REQUIREMENT:
Rewrite every line of the records below, requests included, and increase each x and y coordinate in the answers by 61. Leave the numbers in the requests and their sample points unchanged.

::: ITEMS :::

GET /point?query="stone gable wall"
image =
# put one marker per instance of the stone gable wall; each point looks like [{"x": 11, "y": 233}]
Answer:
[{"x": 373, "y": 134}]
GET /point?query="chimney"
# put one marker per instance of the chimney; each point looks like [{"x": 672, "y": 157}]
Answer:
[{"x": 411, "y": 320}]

:::

TASK RESPONSE:
GET /point?query="stone gable wall"
image =
# put one marker per instance of the stone gable wall; each point looks like [{"x": 11, "y": 233}]
Answer:
[{"x": 434, "y": 195}]
GET /point?query="chimney"
# put one marker per instance of the chimney; each point looks like [{"x": 672, "y": 157}]
Answer:
[{"x": 472, "y": 381}]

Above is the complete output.